▶ **What this exercise asks**:
(a) Please write out the stretch of the passage on the ten spies from "The Royal Society" through "of years ago.".
(b) Summarize the passage on the ten spies in three sentences.

▶ **Supplied passage**:
▬▬▬▬▬▬▬▬▬▬
The Royal Society realized that such a brilliant and complex system could not have come about by itself. There is obviously intelligence behind this difficult and ingenious system of coding. The coding system is so compact that scientists tell us that if you would code every single volume of printed material in every library in the entire world the way the DNA is coded, it would all fit in the space the size of the head of a pin. Another way to look at this is that if a single DNA molecule, which lies at the center of the nucleus of every cell, were uncurled, it would be some six feet in length! Could that mean there is a God? Impossible, we don’t believe in the supernatural. This is not an option. No problem. So, we’ll attribute it to extraterrestrial civilizations (Martians) who “seeded” our world billions of years ago.
A person will not see what he does not want to see no matter how clear and obvious it is.
We can now understand why the Torah puts the heart first, for the reason that the spies interpreted what they saw in the negative way that they did. Deep in their hearts, they were out to find the reasons not to go into Israel. Their eyes saw what was in their hearts.
Jeremiah hinted to this in the Book of Lamentations because, if it were not for the ten spies, the same people who left Egypt would have entered the Land of Israel. In that case, entering Israel would have been the culmination of the Exodus from Egypt and would have been part of the redemption process. Just as the Exodus is an integral part of our nationhood that cannot be removed, the conclusion of that process would have been the same, and exile from Israel would have been impossible. The ten spies created a disconnect between the people who left Egypt and the people who entered the Land of Israel, making exile possible. The Book of Lamentations laments the destruction of the Holy Temple and the exile of the Jewish people from the land.
▬▬▬▬▬▬▬▬▬▬
▶ **Material shown**:
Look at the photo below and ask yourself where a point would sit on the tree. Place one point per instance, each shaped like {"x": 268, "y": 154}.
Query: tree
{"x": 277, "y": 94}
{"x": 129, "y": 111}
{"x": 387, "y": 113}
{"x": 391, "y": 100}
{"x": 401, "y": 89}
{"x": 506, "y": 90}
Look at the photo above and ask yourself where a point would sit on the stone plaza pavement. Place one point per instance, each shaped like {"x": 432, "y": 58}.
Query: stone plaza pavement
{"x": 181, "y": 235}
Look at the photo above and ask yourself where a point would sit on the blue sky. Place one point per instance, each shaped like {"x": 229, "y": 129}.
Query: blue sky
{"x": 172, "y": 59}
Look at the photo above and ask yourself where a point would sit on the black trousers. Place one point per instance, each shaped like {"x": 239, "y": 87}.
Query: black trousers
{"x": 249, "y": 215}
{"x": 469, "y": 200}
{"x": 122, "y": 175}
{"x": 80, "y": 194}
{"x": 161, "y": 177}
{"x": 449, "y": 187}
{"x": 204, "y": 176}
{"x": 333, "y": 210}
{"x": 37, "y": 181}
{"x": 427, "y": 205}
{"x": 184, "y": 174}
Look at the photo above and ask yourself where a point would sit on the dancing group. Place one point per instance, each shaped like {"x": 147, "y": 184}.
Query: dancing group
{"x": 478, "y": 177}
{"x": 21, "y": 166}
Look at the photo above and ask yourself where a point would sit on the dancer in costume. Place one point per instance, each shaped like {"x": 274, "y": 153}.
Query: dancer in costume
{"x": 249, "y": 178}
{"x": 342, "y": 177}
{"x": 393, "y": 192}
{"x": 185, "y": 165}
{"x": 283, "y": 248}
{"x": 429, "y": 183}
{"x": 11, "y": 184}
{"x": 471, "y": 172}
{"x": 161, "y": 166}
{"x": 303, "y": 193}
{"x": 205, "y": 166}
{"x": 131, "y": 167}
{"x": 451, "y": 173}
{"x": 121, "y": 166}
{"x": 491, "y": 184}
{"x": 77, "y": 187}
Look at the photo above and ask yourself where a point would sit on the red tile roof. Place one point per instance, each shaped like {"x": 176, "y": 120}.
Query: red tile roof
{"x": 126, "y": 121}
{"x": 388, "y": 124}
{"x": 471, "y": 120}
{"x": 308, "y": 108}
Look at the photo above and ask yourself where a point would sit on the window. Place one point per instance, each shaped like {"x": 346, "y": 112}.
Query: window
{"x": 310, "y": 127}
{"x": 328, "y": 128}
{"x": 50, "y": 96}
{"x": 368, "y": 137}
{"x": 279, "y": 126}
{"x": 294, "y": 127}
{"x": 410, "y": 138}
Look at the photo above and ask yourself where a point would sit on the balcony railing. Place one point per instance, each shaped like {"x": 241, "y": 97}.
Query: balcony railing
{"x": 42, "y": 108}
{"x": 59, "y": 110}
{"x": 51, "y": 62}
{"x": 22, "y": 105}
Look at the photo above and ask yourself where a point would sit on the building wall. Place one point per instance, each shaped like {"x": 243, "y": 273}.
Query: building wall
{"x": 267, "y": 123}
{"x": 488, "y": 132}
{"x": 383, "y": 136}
▬▬▬▬▬▬▬▬▬▬
▶ **Solution set**:
(a)
The Royal Society realized that such a brilliant and complex system could not have come about by itself. There is obviously intelligence behind this difficult and ingenious system of coding. The coding system is so compact that scientists tell us that if you would code every single volume of printed material in every library in the entire world the way the DNA is coded, it would all fit in the space the size of the head of a pin. Another way to look at this is that if a single DNA molecule, which lies at the center of the nucleus of every cell, were uncurled, it would be some six feet in length! Could that mean there is a God? Impossible, we don’t believe in the supernatural. This is not an option. No problem. So, we’ll attribute it to extraterrestrial civilizations (Martians) who “seeded” our world billions of years ago.

(b) The compact, ingenious coding of DNA shows intelligence behind it, but those who reject the supernatural credit extraterrestrials instead, because a person will not see what he does not want to see. This explains why the Torah puts the heart first: the spies set out to find reasons not to enter Israel, and their eyes saw what was in their hearts. Without the ten spies, the people who left Egypt would have entered the land as the culmination of the Exodus, making exile impossible, so the disconnect they created made possible the exile that the Book of Lamentations laments.